» Tâches et exercices:
1. Les affirmations suivantes concordent-elles avec le texte sur les extrémophiles marins ? (a) La collaboration entre le LM2E et le KLAMBR a commencé en 2007. (b) La température optimale de développement de Pyrococcus yayanosii est de 150 °C. (c) Pyrococcus yayanosii peut survivre à des pressions inférieures à 20 MPa. Répondez par oui ou par non, puis citez les mots du texte qui tranchent.
2. Poursuivez le texte sur les extrémophiles marins à partir de sa dernière phrase.

» Document source:
>>
Le Laboratoire de microbiologie des environnements extrêmes (LM2E) de Brest et le Key laboratory of marine biogenetic resources (KLAMBR) de Xiamen (Fujian, Chine du Sud) collaborent depuis 2007 pour isoler et identifier de nouveaux microorganismes marins vivants dans des conditions extrêmes.

« C’est une coopération très fructueuse se félicite Mohamed Jebbar, directeur adjoint du LM2E. Notre travail conjoint a déjà conduit à la découverte de quatre nouvelles espèces et deux nouveaux genres d’extrémophiles. » Ces organismes, adaptés à des conditions environnementales hors nomes – obscurité, pression et température très élevées, présence de métaux lourds, milieu pauvre en nutriments… - sont unicellulaires procaryote, autrement dit des êtres vivants composés d’une unique cellule dépourvue de noyau et d’organites. Ils appartiennent aux règnes des archées et des bactéries. Si archées et bactéries se ressemblent quant à leur morphologie et leur métabolisme, elles diffèrent notamment du point de vue de leur biochimie et de leur génétique. Chez les archées par exemple, certains mécanismes comme la réplication de l’ADN, la transcription de l’ADN en ARN, la traduction de l’ARN en protéines ou encore le maintien du génome, sont plus proches de ceux que l’on retrouve dans les cellules eucaryotes (dotées d’un noyau) que chez les bactéries. En étudiant les extrémophiles, les scientifiques cherchent à comprendre les mécanismes qui permettent à ces microorganismes de se développer dans des conditions qui sont considérées comme létales pour tous les autres êtres vivants.

Une découverte majeure

Les équipes de Brest et de Xiamen s’intéressent aux extrémophiles sous-marins qui vivent à proximité de sources hydrothermales qui se forment au niveau des dorsales océaniques. « De toutes nos découvertes, Pyrococcus yayanosii est celle qui a eu le plus gros retentissement au sein de la communauté scientifique » explique Mohamed Jebbar. Isolée à partir d’échantillons hydrothermaux de la dorsale médio-atlantique prélevés en 2007 à 4 100 mètres de profondeur, Pyrococcus yayanosii est une archée hyperthermophile (sa température optimale de développement est de 98°C) qui détient à ce jour le record de croissance sous pression (jusqu’à 150 MPa, soit 1 500 fois la pression atmosphérique). Elle ne peut survivre qu’à des pressions supérieures à 20 MPa ; on l’appelle pour cela « piézophile obligatoire ». Son isolement et sa caractérisation ont été accomplis dans le cadre de la thèse de Mme ZENG Xiang, réalisée en cotutelle entre les deux laboratoires. Entre 2007 et aujourd’hui, d’autres microorganismes issus de roche et de sédiments hydrothermaux prélevés dans les océans Pacifique et Atlantique ont été découverts par les équipes franco-chinoises. « Toute nouvelle souche de bactérie ou d’archée vient compléter la branche procaryote de l’arbre phylogénétique poursuit le chercheur Mohamed Jebbar. Les nouvelles espèces et les nouveaux genres identifiés donnent souvent lieu à des réorganisations. »
<<
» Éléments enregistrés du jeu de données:
>>
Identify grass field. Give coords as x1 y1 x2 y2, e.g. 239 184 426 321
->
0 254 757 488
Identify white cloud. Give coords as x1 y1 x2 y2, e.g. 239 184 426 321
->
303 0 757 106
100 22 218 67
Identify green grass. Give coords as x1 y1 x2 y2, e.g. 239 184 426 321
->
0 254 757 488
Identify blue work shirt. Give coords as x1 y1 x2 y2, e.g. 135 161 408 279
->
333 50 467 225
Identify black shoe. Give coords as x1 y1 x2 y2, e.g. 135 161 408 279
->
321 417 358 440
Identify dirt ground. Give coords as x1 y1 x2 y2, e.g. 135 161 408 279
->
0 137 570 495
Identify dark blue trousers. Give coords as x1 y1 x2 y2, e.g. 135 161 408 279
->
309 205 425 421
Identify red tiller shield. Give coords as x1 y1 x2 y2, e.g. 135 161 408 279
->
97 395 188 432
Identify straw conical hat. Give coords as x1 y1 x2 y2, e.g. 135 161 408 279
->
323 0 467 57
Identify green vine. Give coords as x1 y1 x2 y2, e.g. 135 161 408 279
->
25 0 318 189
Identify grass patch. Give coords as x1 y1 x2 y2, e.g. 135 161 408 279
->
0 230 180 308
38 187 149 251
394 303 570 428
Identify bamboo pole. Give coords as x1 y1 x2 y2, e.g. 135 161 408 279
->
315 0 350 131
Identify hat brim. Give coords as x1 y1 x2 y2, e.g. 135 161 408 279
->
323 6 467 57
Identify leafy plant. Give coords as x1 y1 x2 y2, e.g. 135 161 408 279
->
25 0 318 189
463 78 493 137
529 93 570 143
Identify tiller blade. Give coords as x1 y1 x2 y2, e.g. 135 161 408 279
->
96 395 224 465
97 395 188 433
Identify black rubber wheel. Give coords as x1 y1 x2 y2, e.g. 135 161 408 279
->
<<
» Corrigé:
1.
(a) Oui : « collaborent depuis 2007 ».
(b) Non : « sa température optimale de développement est de 98°C ».
(c) Non : « Elle ne peut survivre qu’à des pressions supérieures à 20 MPa ».

2.
L’approche culturale

Pour se procurer des échantillons de roches et de sédiments hydrothermaux, les chercheurs participent à des campagnes océanographiques. D’un site hydrothermal à l’autre, la composition des écosystèmes peut considérablement varier. Les campagnes océanographiques françaises ont jusqu’à présent permis d’explorer certaines portions des dorsales des océans Pacifique et Atlantique. Mais jamais celle de l’océan Indien, pour lequel la France ne bénéficie pas de permis d’exploration, contrairement à la Chine. Pour Mohamed Jebbar, « la collaboration avec l’équipe du professeur Shao de Xiamen assure l’accès à des échantillons très prometteurs ».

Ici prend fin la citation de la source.